The island was named by Antoine Bruni d'Entrecasteaux. Matthew Flinders, along with his botanist Robert Brown, visited in January 1802 and Flinders climbed the peak (subsequently named Flinders Peak) to survey the surrounding islands. John Thistle, master, collected some salt samples from the pink lake later known as Lake Hillier.

Sealers operated from the island throughout the 19th century.

The explorer Philip Parker King anchored off the island in 1818, and lost two anchors (which were later recovered in 1973).

Belinda was wrecked off Middle Island in 1824. In 1826 eight Englishmen who had been marooned on Middle Island by the captain of sealing vessel Governor Brisbane were found by the French explorer Dumont d’Urville aboard .

Apocryphal accounts claim that the pirate Black Jack Anderson based himself on Middle Island – some time after 1826, when Anderson had arrived at the first British outpost in Western Australia, at King George Sound (later Albany). After being accused of murder, Anderson and a group of men reputedly fled to the islands, where they hunted seals for their skins, and plotted raids on ships travelling to and from the Australian colonies.

» Provided material
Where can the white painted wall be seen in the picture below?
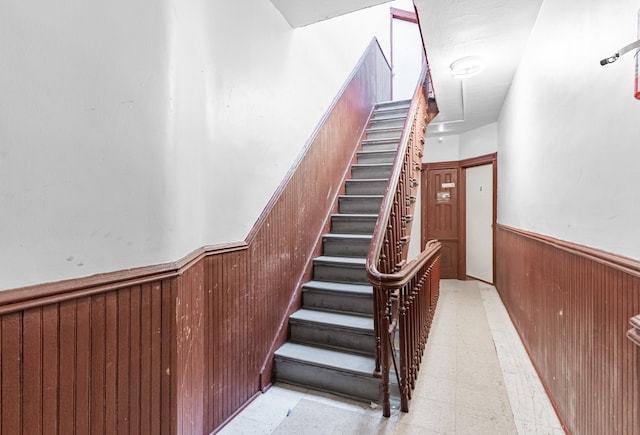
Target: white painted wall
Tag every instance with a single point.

» Exercise prompt
From the text about the island's early history, list every person it mentions by name, in the order each first appears.

» Exercise response
Antoine Bruni d'Entrecasteaux
Matthew Flinders
Robert Brown
John Thistle
Philip Parker King
Dumont d’Urville
Black Jack Anderson